-- Stored items --
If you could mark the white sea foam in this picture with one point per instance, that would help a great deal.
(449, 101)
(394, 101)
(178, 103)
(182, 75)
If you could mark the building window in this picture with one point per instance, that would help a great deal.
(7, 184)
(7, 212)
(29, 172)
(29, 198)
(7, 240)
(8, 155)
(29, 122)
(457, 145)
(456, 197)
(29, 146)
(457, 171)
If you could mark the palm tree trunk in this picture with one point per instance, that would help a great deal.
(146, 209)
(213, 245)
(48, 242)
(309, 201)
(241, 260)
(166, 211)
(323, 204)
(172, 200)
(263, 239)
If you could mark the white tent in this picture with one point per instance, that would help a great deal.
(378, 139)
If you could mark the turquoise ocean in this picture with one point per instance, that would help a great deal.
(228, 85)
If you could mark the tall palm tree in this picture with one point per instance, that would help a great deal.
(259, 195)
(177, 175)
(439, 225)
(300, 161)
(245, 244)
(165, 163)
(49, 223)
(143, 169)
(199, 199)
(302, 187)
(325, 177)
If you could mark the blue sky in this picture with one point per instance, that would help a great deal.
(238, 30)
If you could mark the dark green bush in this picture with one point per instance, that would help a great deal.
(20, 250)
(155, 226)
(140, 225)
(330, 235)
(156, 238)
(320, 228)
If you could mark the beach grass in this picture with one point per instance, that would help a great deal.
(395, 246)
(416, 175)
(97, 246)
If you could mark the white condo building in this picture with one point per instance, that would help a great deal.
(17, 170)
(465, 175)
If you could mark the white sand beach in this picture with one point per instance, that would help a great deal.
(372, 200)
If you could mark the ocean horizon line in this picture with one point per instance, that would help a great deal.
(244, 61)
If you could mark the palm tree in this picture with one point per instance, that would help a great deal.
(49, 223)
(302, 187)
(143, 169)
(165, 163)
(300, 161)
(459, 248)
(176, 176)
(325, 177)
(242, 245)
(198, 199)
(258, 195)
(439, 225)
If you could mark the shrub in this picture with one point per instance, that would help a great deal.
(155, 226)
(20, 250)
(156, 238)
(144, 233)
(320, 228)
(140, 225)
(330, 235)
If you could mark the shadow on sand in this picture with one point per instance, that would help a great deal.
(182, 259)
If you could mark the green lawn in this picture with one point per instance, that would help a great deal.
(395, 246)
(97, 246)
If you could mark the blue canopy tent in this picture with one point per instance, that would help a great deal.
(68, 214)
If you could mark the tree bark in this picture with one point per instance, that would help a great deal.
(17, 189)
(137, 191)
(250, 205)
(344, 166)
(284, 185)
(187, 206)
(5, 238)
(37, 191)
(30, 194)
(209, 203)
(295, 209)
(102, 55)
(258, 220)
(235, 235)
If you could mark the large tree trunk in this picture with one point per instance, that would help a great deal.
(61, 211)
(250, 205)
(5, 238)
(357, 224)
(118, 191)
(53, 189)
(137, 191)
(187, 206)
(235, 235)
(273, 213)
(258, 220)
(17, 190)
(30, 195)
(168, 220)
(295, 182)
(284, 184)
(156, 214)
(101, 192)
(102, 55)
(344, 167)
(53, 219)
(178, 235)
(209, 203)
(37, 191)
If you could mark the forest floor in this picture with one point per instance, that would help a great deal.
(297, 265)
* * *
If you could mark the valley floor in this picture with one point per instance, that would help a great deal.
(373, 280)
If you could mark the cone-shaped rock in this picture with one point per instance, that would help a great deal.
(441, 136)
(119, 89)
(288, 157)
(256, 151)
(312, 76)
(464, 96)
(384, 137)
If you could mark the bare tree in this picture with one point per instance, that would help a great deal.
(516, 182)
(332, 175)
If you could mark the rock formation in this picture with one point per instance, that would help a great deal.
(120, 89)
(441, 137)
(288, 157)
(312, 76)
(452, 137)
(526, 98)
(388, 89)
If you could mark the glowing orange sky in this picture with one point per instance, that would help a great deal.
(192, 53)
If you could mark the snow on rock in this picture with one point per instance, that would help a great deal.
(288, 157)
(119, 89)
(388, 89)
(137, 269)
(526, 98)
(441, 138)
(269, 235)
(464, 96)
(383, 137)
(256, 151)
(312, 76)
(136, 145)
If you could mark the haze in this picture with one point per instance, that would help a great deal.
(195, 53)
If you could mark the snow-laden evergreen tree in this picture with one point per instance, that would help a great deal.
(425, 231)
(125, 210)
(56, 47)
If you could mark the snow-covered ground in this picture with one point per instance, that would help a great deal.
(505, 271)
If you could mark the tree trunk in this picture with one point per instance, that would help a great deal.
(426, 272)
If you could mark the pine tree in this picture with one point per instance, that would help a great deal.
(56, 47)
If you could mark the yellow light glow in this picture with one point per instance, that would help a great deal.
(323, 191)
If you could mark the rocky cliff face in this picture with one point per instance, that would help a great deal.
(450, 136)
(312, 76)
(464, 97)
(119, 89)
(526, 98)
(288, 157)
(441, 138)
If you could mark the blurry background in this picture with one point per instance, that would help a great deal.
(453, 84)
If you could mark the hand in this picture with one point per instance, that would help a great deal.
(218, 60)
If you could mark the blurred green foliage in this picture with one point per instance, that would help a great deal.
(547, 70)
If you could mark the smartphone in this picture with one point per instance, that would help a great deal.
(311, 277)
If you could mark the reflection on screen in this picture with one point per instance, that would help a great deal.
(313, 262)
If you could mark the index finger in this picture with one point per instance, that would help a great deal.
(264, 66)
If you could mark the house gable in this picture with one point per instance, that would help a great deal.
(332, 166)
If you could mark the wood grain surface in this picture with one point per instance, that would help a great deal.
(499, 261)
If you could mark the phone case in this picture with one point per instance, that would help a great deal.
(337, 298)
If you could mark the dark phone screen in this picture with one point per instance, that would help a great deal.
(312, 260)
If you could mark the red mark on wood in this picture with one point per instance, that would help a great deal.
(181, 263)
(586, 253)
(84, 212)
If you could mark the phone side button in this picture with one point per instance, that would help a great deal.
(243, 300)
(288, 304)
* * *
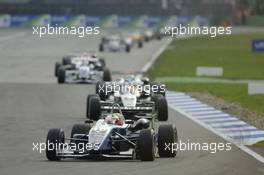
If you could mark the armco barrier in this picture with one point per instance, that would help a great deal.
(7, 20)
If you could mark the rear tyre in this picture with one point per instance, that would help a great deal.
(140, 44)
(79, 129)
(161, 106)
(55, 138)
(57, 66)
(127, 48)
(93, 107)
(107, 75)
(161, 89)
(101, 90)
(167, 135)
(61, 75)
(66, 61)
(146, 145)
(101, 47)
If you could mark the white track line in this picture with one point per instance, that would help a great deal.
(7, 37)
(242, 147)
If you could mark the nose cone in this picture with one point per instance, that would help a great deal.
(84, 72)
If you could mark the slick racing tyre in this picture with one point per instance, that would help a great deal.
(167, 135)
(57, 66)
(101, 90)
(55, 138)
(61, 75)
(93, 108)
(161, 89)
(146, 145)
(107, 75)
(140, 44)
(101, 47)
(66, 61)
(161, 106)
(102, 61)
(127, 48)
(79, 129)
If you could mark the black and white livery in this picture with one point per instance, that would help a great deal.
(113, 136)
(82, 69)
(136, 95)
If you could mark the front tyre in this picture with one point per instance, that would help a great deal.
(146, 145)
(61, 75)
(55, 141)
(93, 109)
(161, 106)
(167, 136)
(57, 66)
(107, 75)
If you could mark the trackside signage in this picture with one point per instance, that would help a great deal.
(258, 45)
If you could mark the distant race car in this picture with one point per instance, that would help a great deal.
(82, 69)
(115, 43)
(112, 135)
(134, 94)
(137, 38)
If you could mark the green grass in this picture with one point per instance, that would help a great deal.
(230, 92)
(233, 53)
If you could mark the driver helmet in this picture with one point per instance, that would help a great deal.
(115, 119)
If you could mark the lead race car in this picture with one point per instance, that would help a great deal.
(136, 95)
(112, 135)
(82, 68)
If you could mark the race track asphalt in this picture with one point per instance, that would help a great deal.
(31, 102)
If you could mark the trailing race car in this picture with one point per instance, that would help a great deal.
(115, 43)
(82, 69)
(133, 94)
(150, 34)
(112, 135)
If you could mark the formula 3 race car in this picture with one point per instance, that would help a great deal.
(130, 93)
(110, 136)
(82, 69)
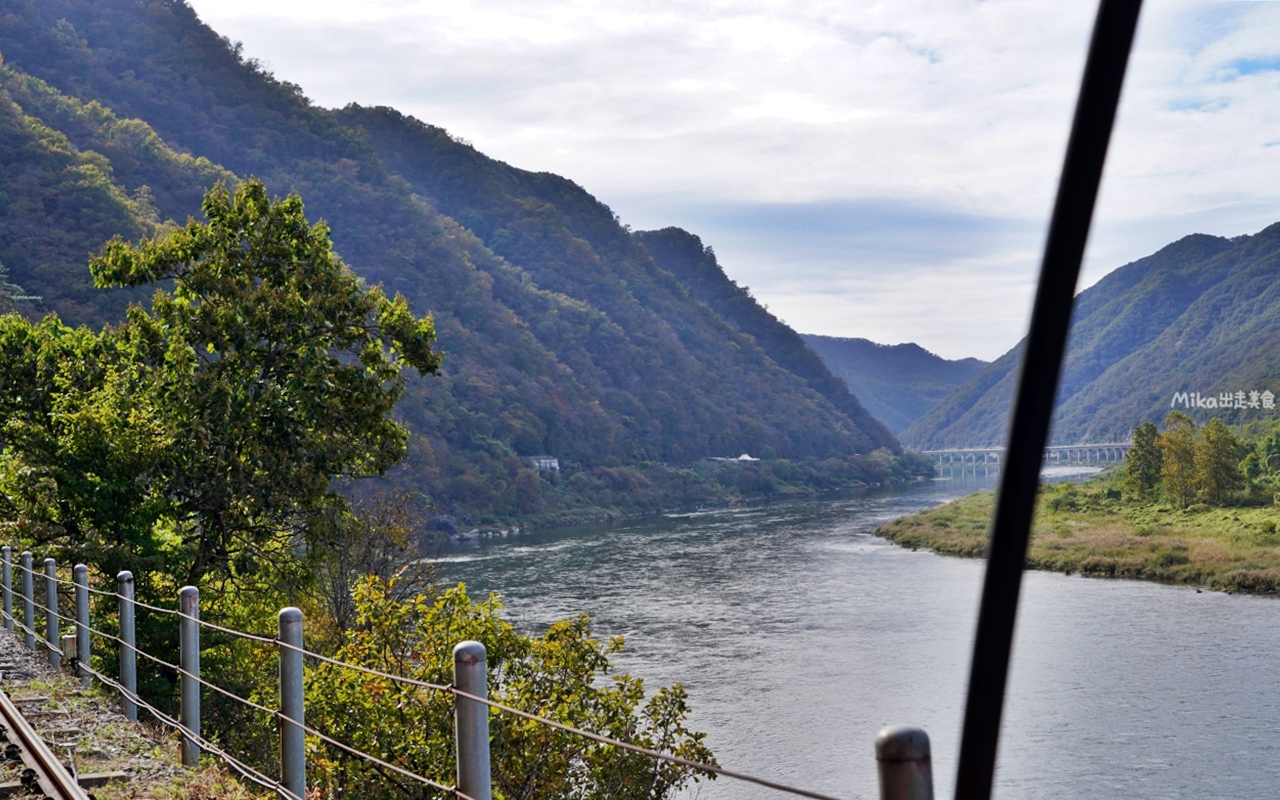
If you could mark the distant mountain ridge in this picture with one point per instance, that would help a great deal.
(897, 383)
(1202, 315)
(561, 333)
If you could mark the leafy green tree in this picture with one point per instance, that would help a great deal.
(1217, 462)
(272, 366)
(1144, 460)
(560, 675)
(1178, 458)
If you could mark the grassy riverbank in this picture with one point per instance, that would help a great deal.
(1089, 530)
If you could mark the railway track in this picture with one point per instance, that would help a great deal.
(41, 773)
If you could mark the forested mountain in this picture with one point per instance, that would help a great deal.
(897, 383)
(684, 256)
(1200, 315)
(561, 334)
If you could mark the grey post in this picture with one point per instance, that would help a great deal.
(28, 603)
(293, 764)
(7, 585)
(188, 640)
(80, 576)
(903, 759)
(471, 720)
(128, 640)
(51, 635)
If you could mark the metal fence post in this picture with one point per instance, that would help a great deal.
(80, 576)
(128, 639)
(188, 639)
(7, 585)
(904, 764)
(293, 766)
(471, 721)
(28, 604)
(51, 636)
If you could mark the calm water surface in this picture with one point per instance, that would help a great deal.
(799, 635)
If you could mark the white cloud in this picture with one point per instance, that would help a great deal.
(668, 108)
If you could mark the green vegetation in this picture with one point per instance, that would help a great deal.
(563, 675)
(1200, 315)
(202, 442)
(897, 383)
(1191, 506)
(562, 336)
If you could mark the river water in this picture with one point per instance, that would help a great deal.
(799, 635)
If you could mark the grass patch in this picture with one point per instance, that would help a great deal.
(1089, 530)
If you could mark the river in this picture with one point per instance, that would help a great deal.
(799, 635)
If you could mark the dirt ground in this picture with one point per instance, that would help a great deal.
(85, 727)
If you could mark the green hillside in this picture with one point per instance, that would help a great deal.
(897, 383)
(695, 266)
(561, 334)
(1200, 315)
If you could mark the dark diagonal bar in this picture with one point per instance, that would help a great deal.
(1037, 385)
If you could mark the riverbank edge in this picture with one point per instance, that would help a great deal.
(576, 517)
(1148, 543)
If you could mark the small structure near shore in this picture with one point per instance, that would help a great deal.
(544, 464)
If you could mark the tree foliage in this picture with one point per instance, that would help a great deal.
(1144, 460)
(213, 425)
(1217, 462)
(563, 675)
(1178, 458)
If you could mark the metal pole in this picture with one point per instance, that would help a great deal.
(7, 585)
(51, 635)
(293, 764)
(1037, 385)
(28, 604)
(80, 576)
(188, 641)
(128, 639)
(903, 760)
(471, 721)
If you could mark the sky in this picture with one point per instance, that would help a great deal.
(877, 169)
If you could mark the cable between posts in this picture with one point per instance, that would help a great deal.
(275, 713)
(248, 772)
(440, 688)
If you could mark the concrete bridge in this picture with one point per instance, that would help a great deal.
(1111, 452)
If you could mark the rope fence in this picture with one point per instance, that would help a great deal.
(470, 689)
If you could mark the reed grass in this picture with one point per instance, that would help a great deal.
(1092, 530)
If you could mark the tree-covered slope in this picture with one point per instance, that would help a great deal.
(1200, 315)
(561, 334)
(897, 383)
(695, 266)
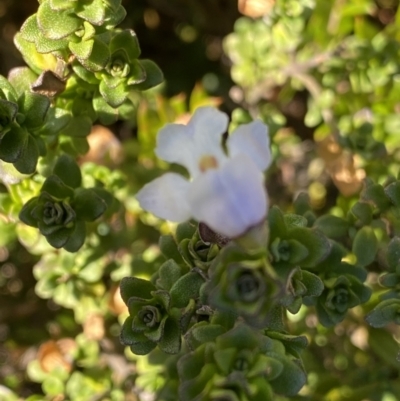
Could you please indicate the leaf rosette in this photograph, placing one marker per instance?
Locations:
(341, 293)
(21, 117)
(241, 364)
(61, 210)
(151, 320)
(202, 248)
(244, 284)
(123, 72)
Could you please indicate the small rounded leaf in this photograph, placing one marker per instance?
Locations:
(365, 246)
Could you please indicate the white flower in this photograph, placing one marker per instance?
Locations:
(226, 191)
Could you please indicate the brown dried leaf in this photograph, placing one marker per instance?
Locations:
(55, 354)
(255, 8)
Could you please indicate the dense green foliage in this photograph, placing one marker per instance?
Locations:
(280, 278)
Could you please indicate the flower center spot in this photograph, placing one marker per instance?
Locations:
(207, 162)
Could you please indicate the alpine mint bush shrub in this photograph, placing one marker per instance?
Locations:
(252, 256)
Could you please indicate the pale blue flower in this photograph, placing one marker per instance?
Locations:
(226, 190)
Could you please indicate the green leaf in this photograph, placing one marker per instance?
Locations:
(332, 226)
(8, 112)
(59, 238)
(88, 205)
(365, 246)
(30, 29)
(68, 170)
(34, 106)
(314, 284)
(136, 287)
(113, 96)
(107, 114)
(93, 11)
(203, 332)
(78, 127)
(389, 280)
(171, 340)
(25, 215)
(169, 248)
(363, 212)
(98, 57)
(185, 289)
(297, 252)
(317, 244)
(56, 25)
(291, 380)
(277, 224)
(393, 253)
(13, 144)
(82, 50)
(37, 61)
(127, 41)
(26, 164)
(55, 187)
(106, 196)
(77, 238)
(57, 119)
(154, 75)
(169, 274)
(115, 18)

-- Instructions for the task --
Output exactly the lines above that lie between the line with "If you could mark the concrete" and the line with "Could you please indicate the green", those two lines included, and no pictures.

-- Exercise response --
If you could mark the concrete bridge in this picture with one point per instance, that would help a great deal.
(1111, 452)
If you could mark the rope fence in this picture with one point per instance, that would help a great deal.
(470, 689)
If you could mark the reed grass in this picture with one point per instance, that would help a great deal.
(1092, 530)
If you could mark the tree-covered slope in this picture with one point per instance, that would help a great deal.
(1200, 315)
(561, 334)
(897, 383)
(695, 266)
Could you please indicate the leaf rosette in this photograph, placing one marker per instance?
Locations:
(341, 293)
(21, 117)
(241, 364)
(61, 210)
(151, 320)
(202, 248)
(244, 284)
(123, 72)
Could you please indicate the small rounded leaf in this photograph, placing one marker per instance?
Locations:
(365, 246)
Could you please indicate the white flower in this photograph, placing one marker per instance?
Locations:
(226, 191)
Could you please indicate the brown dried leaf in this photograph, placing one marker per instance?
Locations:
(55, 354)
(255, 8)
Could you please indicate the dense green foliage in this photograph, placing one marker per instance?
Locations:
(280, 278)
Could you please indicate the flower center spot in this photograph, placing one marker per instance?
Locations:
(207, 162)
Could you please indicate the alpine mint bush shrub in this photograph, placing one marker per instance?
Locations:
(252, 256)
Could you please indicate the pale blue flower in this photograph, placing one marker per instance?
Locations:
(226, 190)
Could you please indicate the green leaf in this photograph, placing one marker per instance?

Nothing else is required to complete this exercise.